- Quoted passage
---
Molarity is the most common way scientists describe the concentrations of solutions. However, other measurements can be especially useful for solutions that contain complex solutes or multiple solutes, or when the solution is made of two liquids.

Several concentrations are expressed as percentages. **Mass percent** is the concentration of a solution expressed as the mass of the solute (in grams) divided by the mass of the solvent (in grams), multiplied by 100 to get a percentage. Mass percent is often used in medicine to express the concentration of drugs administered in liquid form. **Volume percent** is the concentration of a solution expressed as the volume of the solute (in liters) divided by the volume of the solution (in liters), multiplied by 100 to get a percentage. Volume percent is most often used when fluids are mixed, such as the 70% isopropanol that can be purchased in stores. **Mass/volume percent** is the concentration of a solution expressed as the mass of the solute (in grams) divided by the volume of the solution (in milliliters), multiplied by 100 to get a percentage. It is sometimes called weight/volume percent (w/v). Thus, 15 grams of sodium chloride (NaCl) dissolved in 100 milliliters of water yields a 15% w/v NaCl solution. Mass-volume percent is also often used in medicine to express the concentration of drugs administered in liquid form.

Other concentrations are expressed in terms of the number of units present in the solution. **Parts per million (ppm)** is concentration expressed as mass of solute divided by mass of solution, multiplied by 10^{6}. For an aqueous solution, the parts per million concentration is the mass (in milligrams, mg) of solute per liter of solution. **Parts per billion (ppb)** is concentration expressed as mass of solute divided by mass of solution, multiplied by 10^{9}. For an aqueous solution, the parts per million concentration is the mass (in micrograms, mcg) of solute per liter of solution. Parts per million and parts per billion are useful measurements for non-dissolving solids, such as microorganisms. They are the standard measurements of concentration used by governments to assess very small amounts of contaminants in water, soil, and air.
---
- What is needed
Copy the passage on solution concentrations word for word, starting at "Other concentrations are" and ending at "soil, and air.".
---
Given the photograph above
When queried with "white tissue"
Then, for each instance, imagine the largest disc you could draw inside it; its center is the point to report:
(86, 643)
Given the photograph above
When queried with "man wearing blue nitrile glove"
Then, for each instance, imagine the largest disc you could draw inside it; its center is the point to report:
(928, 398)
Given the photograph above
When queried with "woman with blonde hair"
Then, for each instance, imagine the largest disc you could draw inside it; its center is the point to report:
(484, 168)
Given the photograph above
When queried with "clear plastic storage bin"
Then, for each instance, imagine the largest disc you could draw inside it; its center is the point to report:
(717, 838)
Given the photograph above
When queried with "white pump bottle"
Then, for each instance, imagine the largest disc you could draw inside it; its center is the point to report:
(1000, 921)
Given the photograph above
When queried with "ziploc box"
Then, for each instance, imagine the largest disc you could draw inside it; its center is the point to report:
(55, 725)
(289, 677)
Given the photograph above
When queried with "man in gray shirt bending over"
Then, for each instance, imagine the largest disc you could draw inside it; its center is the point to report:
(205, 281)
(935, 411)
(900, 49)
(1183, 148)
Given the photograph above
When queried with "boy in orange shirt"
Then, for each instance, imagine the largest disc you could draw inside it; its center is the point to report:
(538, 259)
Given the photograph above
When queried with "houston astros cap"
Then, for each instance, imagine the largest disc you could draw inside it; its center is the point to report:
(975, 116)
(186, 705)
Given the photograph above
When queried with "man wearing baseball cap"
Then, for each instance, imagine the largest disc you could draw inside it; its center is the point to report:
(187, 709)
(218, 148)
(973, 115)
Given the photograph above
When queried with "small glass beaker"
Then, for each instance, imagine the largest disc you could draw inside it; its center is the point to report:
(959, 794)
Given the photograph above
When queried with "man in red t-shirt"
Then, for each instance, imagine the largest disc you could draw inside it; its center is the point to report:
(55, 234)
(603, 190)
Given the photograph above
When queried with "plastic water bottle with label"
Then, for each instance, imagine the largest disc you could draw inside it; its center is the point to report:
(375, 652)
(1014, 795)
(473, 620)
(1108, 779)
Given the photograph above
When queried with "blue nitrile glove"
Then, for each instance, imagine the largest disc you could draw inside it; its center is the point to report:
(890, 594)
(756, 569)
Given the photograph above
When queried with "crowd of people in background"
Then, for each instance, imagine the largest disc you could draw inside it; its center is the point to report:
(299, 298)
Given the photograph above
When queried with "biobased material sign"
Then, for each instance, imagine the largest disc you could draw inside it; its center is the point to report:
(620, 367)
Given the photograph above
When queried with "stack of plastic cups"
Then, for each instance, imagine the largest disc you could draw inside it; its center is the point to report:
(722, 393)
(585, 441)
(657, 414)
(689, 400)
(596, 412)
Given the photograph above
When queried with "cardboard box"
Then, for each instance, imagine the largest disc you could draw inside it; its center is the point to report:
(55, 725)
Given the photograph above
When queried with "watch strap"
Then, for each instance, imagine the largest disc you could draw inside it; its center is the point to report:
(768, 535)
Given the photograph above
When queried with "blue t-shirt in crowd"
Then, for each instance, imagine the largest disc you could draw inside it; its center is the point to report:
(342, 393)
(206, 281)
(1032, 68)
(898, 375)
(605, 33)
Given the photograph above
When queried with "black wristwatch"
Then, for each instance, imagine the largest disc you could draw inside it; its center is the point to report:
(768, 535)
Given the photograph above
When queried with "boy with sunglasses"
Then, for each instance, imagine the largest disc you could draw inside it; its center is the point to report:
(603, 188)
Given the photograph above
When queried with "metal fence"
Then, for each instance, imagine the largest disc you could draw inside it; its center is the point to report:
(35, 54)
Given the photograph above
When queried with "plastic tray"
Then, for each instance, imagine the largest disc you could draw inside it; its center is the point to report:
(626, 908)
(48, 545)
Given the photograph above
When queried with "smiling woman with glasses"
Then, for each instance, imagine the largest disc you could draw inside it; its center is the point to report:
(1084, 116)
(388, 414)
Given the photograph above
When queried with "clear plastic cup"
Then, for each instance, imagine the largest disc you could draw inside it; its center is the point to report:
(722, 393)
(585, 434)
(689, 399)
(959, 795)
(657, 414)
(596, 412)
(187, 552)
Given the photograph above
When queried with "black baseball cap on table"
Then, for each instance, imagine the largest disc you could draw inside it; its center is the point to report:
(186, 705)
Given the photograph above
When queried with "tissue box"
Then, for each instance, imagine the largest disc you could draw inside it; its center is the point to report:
---
- The answer
Other concentrations are expressed in terms of the number of units present in the solution. **Parts per million (ppm)** is concentration expressed as mass of solute divided by mass of solution, multiplied by 10^{6}. For an aqueous solution, the parts per million concentration is the mass (in milligrams, mg) of solute per liter of solution. **Parts per billion (ppb)** is concentration expressed as mass of solute divided by mass of solution, multiplied by 10^{9}. For an aqueous solution, the parts per million concentration is the mass (in micrograms, mcg) of solute per liter of solution. Parts per million and parts per billion are useful measurements for non-dissolving solids, such as microorganisms. They are the standard measurements of concentration used by governments to assess very small amounts of contaminants in water, soil, and air.